JOB
Reproduce everything from the line containing "For this evaluation, locate the distant" down to the end of the material, renaming "For this evaluation" as "For this assessment" and leaving all else unchanged.

Records from a dataset
* begin *

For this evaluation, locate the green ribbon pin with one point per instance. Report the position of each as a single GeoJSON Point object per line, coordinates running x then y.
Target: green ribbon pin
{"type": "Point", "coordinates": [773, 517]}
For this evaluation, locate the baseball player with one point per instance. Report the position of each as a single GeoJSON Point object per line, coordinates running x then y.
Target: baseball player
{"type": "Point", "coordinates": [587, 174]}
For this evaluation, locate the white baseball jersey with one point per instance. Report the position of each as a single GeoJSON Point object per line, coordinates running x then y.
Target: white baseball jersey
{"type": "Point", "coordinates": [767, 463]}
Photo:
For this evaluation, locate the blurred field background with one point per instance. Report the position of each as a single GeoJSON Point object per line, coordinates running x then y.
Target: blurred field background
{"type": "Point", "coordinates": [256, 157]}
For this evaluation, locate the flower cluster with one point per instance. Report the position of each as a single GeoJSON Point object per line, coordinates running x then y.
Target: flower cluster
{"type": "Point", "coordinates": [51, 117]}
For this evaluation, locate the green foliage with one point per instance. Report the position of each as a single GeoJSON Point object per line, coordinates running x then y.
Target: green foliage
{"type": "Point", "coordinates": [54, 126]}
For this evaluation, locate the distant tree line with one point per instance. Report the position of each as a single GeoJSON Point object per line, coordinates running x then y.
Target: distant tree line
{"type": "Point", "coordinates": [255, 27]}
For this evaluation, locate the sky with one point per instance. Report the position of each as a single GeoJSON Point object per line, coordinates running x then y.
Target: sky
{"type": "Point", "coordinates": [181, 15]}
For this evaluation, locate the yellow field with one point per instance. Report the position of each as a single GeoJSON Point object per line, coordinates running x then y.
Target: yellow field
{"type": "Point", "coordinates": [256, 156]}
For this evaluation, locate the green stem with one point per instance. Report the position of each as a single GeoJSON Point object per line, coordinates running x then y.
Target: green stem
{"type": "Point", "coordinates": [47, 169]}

* end *

ANSWER BELOW
For this assessment, locate the distant tree line with one point per instance. Report the position of each as a single GeoJSON Point object per line, coordinates running x then y.
Target: distant tree line
{"type": "Point", "coordinates": [255, 27]}
For this assessment, locate the sky with one point per instance. Report the position of each as a single GeoJSON Point object per line, coordinates running x then y.
Target: sky
{"type": "Point", "coordinates": [181, 15]}
For this assessment, locate the yellow field with one point per instance. Report the position of each as a single GeoJSON Point object per line, coordinates running x then y.
Target: yellow field
{"type": "Point", "coordinates": [256, 156]}
For this assessment, locate the green stem with one point per instance. Report the position of each as a single GeoJSON Point object per line, coordinates running x then y.
Target: green stem
{"type": "Point", "coordinates": [47, 169]}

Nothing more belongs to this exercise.